◆ Activity
Render every line of the data below as a numbered list, skipping any blank lines. Omit the pictures from your answer.

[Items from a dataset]
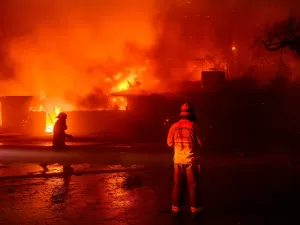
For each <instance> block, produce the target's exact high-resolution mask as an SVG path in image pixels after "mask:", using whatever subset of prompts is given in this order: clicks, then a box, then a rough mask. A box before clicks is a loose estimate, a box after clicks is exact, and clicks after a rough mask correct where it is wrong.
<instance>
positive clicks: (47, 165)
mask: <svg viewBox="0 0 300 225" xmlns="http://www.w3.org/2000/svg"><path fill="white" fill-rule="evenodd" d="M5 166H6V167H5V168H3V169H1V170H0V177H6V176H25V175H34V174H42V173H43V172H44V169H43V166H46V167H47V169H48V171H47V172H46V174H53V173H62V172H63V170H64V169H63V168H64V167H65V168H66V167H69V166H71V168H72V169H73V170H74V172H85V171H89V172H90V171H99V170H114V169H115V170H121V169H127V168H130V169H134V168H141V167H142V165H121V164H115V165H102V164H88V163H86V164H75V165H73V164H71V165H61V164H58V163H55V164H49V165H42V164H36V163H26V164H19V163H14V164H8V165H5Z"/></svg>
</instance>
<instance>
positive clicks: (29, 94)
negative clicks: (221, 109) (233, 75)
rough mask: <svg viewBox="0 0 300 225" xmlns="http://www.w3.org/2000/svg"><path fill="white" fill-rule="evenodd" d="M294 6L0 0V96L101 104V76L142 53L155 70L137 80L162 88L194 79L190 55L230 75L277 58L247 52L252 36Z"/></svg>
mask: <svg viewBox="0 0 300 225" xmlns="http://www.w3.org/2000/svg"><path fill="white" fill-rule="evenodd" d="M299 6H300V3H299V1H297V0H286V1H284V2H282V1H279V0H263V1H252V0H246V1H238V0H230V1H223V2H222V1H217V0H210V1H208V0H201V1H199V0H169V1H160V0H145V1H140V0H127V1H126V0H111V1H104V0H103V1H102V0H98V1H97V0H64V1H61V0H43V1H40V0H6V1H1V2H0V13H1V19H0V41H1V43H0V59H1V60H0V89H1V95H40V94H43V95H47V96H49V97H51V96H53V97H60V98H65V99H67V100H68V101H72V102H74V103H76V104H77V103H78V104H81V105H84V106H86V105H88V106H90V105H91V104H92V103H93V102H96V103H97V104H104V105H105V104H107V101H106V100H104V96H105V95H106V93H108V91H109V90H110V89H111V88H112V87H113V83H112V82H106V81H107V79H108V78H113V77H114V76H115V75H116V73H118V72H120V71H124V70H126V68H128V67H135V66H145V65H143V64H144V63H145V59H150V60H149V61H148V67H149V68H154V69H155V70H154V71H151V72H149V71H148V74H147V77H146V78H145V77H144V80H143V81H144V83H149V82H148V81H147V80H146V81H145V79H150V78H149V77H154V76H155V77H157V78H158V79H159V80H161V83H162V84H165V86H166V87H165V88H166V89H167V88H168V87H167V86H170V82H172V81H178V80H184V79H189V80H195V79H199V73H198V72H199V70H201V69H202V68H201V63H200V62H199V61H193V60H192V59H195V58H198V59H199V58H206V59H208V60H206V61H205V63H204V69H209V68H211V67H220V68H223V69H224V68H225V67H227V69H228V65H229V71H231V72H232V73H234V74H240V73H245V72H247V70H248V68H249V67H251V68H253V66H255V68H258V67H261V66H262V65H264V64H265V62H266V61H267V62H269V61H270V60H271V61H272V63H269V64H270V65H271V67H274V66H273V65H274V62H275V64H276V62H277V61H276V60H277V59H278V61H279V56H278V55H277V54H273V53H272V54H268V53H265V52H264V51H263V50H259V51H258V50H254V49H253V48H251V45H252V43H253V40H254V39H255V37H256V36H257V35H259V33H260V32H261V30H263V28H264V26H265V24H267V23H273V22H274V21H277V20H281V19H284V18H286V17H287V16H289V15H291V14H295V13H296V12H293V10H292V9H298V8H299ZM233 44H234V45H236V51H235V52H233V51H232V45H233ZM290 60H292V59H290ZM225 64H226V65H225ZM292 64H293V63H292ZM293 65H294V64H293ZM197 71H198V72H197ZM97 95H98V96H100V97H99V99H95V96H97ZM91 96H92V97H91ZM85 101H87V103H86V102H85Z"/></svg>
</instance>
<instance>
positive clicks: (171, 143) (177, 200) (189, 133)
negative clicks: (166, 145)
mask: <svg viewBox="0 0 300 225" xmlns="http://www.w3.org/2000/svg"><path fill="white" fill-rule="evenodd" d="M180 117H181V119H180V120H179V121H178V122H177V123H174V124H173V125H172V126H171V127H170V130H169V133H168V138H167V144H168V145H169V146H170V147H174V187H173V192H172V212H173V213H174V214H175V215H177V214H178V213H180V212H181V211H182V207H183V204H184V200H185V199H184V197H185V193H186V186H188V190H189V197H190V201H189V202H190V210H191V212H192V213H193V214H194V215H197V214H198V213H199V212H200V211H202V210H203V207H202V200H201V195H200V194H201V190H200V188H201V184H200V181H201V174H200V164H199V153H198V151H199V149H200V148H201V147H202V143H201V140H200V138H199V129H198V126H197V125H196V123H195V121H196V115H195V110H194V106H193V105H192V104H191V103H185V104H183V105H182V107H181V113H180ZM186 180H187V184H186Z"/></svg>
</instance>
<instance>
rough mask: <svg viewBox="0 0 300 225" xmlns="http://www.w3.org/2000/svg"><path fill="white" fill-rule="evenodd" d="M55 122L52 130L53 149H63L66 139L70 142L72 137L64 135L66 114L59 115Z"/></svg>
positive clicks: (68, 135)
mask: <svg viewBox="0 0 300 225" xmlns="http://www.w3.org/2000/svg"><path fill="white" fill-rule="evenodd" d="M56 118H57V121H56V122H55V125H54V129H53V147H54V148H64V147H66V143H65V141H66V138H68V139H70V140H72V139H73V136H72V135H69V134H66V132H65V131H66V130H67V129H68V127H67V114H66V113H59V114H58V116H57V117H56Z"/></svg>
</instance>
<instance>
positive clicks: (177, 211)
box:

◆ Answer section
1. For each <instance> block, produce the target's exact high-resolution mask as an SVG path in image pixels after "mask:", using whatever subset of prompts is given in this order: clicks, then a box, then a rough mask. A box before clicks is a loose estimate, a box after clicks is exact, and clicks after a rough mask correct where it is wrong.
2. <instance>
3. positive clicks: (47, 165)
4. mask: <svg viewBox="0 0 300 225" xmlns="http://www.w3.org/2000/svg"><path fill="white" fill-rule="evenodd" d="M5 166H6V167H5V168H3V169H1V170H0V177H6V176H25V175H34V174H42V173H43V172H44V169H43V166H46V167H47V169H48V171H47V172H46V174H53V173H62V172H63V170H64V169H63V168H64V167H65V168H66V167H69V166H71V168H72V169H73V170H74V172H85V171H89V172H90V171H99V170H114V169H115V170H121V169H127V168H130V169H134V168H141V167H142V165H121V164H115V165H102V164H88V163H86V164H75V165H73V164H71V165H61V164H58V163H55V164H49V165H42V164H36V163H26V164H19V163H14V164H8V165H5Z"/></svg>
5. </instance>
6. <instance>
7. positive clicks: (29, 94)
8. negative clicks: (221, 109) (233, 75)
9. rough mask: <svg viewBox="0 0 300 225" xmlns="http://www.w3.org/2000/svg"><path fill="white" fill-rule="evenodd" d="M294 6L0 0V96L101 104V76L142 53L155 70L137 80L162 88L194 79L190 55L230 75L277 58L247 52L252 36Z"/></svg>
10. mask: <svg viewBox="0 0 300 225" xmlns="http://www.w3.org/2000/svg"><path fill="white" fill-rule="evenodd" d="M299 6H300V3H299V1H297V0H286V1H284V2H282V1H279V0H263V1H252V0H246V1H238V0H230V1H223V2H222V1H217V0H210V1H208V0H201V1H199V0H169V1H160V0H145V1H140V0H127V1H126V0H111V1H104V0H103V1H102V0H98V1H97V0H64V1H61V0H43V1H40V0H6V1H1V2H0V13H1V19H0V41H1V43H0V59H1V60H0V89H1V95H40V94H43V95H47V96H49V97H51V96H53V97H60V98H65V99H67V100H68V101H72V102H74V103H76V104H77V103H78V104H81V105H84V106H86V105H88V106H90V105H91V104H92V103H93V102H96V103H97V104H104V105H105V104H107V101H106V100H104V96H105V95H106V93H108V91H109V90H110V89H111V88H112V87H113V83H112V82H106V81H107V79H108V78H113V77H114V76H115V75H116V73H118V72H120V71H124V70H126V68H128V67H135V66H145V65H143V64H144V63H145V59H150V60H149V61H148V67H149V68H154V69H155V70H154V71H151V72H149V71H148V74H147V77H146V78H145V77H144V80H143V81H144V83H149V82H148V81H147V80H146V81H145V79H150V78H149V77H154V76H155V77H157V78H158V79H159V80H161V83H162V84H165V86H166V87H165V88H166V89H167V88H168V87H167V86H170V82H172V81H178V80H184V79H189V80H195V79H199V73H198V72H199V70H201V69H202V68H201V63H200V62H199V61H193V60H192V59H195V58H198V59H199V58H206V59H208V60H206V61H205V63H204V69H209V68H211V67H220V68H223V69H224V68H225V67H227V69H228V65H229V71H231V72H232V73H234V74H240V73H245V72H247V70H248V68H249V67H251V68H253V66H255V68H258V67H261V66H262V65H264V64H265V62H266V61H267V62H269V61H270V60H271V61H272V63H269V64H270V65H271V67H274V66H273V65H274V62H275V64H276V62H277V61H276V60H277V59H278V61H279V56H278V55H277V54H273V53H272V54H268V53H265V52H264V51H263V50H259V51H258V50H254V49H253V48H251V45H252V43H253V40H254V39H255V37H256V36H257V35H259V33H260V32H261V30H263V28H264V26H265V24H267V23H273V22H274V21H277V20H281V19H284V18H286V17H287V16H289V15H291V14H295V13H296V12H293V10H292V9H298V8H299ZM233 44H234V45H236V51H235V52H233V51H232V45H233ZM290 60H292V59H290ZM225 64H226V65H225ZM292 64H293V63H292ZM293 65H294V64H293ZM197 71H198V72H197ZM97 95H98V96H100V97H99V99H95V96H97ZM91 96H92V97H91ZM85 101H87V103H86V102H85Z"/></svg>
11. </instance>
12. <instance>
13. positive clicks: (171, 143) (177, 200) (189, 133)
14. negative clicks: (166, 145)
15. mask: <svg viewBox="0 0 300 225" xmlns="http://www.w3.org/2000/svg"><path fill="white" fill-rule="evenodd" d="M180 117H181V119H180V120H179V121H178V122H177V123H174V124H173V125H172V126H171V127H170V130H169V133H168V138H167V144H168V145H169V146H170V147H174V187H173V192H172V212H173V213H174V214H175V215H177V214H178V213H180V212H181V211H182V207H183V204H184V200H185V199H184V197H185V193H186V186H188V190H189V197H190V201H189V202H190V210H191V212H192V213H193V214H194V215H197V214H198V213H199V212H200V211H202V210H203V207H202V200H201V195H200V194H201V190H200V188H201V184H200V181H201V174H200V164H199V153H198V151H199V149H200V148H201V147H202V143H201V140H200V138H199V129H198V126H197V125H196V123H195V121H196V115H195V110H194V106H193V105H192V104H191V103H185V104H183V105H182V107H181V113H180ZM186 180H187V184H186Z"/></svg>
16. </instance>
17. <instance>
18. rough mask: <svg viewBox="0 0 300 225" xmlns="http://www.w3.org/2000/svg"><path fill="white" fill-rule="evenodd" d="M55 122L52 130L53 149H63L66 139L70 142L72 137L64 135L66 114L59 115Z"/></svg>
19. positive clicks: (68, 135)
20. mask: <svg viewBox="0 0 300 225" xmlns="http://www.w3.org/2000/svg"><path fill="white" fill-rule="evenodd" d="M56 118H57V121H56V122H55V125H54V129H53V147H54V148H64V147H66V143H65V141H66V138H68V139H70V140H72V139H73V136H72V135H69V134H66V132H65V131H66V130H67V129H68V127H67V114H66V113H59V114H58V116H57V117H56Z"/></svg>
21. </instance>
22. <instance>
23. positive clicks: (177, 211)
24. box:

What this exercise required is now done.